## [Page text]
• • • •

EX-99.1 2 f6k0224ex99-1_silynxcom.htm NOTICE OF MEETING FOR THE SPECIAL GENERAL MEETING OF SHAREHOLDERS

Exhibit 99.1

SILYNXCOM Ltd.
Notice of SPECIAL General Meeting of shareholders

Notice is hereby given that a Special General Meeting of Shareholders (the “Meeting”) of Silynxcom Ltd. (the “Company”) will be held on Thursday, March 21, 2024 at 4:00 p.m. Israel time, at the Company’s office, located at 19 Yad Ha’Harutzim St. Netanya, 4250519, Israel. The agenda of the Meeting includes the following proposals:

1.      To appoint Mr. Yossi Tisch for a three- year term as an external director on the Company’s Board of Directors (the “Board”) and approve his entitlement for compensation;

2.      To appoint Mr. Itiel Efrat for a three- year term as an external director on the Board and approve his entitlement for compensation.

Board Recommendation

The Board unanimously recommends that you vote “FOR” of each of the proposed resolutions, which are described in the attached proxy statement (the “Proxy Statement”).

Record Date

Shareholders of record at the close of business on February 22, 2024 (the “Record Date”), are entitled to notice of and to vote at the Meeting, either in person or by appointing a proxy to vote in their stead at the Meeting (as detailed below).

Required Vote and Voting Procedures

Pursuant to the Companies Law, 5759-1999 (the “Companies Law”), Proposal No. 1 and Proposal No. 2, as described hereinafter, each require the affirmative vote of shareholders holding at least a majority of the Company’s ordinary shares, no par value per share (the “Ordinary Shares”) present, in person or by proxy, and voting on the matter, provided that either (i) such a majority includes at least the majority of the votes of shareholders who (a) are not controlling shareholders of the Company or (b) do not have a personal interest in the approval of the election of the external director (other than a personal interest that is not the result of the shareholder’s connections with a controlling shareholder) (abstentions will not be taken into account); or (ii) the total number of votes against such proposal among the shareholders mentioned in clause (i) above does not exceed two percent (2%) of the total voting rights in the Company. (the “External Directors Majority”).

• • • •

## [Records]
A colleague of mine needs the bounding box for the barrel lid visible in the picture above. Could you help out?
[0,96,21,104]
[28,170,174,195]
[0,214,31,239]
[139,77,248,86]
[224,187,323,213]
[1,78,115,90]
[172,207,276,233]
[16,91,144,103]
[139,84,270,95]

• • • •

## [Actions to take]
1. Can you rewrite the meeting notice's paragraph beginning "Notice is hereby given" as a short list that keeps its main facts?
2. Could you reproduce the meeting notice's passage that opens with the words containing "1.      To appoint Mr. Yossi" and closes with "entitlement for compensation.", changing "external director" to "independent director"?

## [Solution set]
1.
- Event: Special General Meeting of Shareholders of Silynxcom Ltd.
- Date and time: Thursday, March 21, 2024, at 4:00 p.m. Israel time
- Place: the Company's office, 19 Yad Ha'Harutzim St., Netanya, 4250519, Israel
- Agenda: the proposals listed in the notice

2.
1.      To appoint Mr. Yossi Tisch for a three- year term as an independent director on the Company’s Board of Directors (the “Board”) and approve his entitlement for compensation;

2.      To appoint Mr. Itiel Efrat for a three- year term as an independent director on the Board and approve his entitlement for compensation.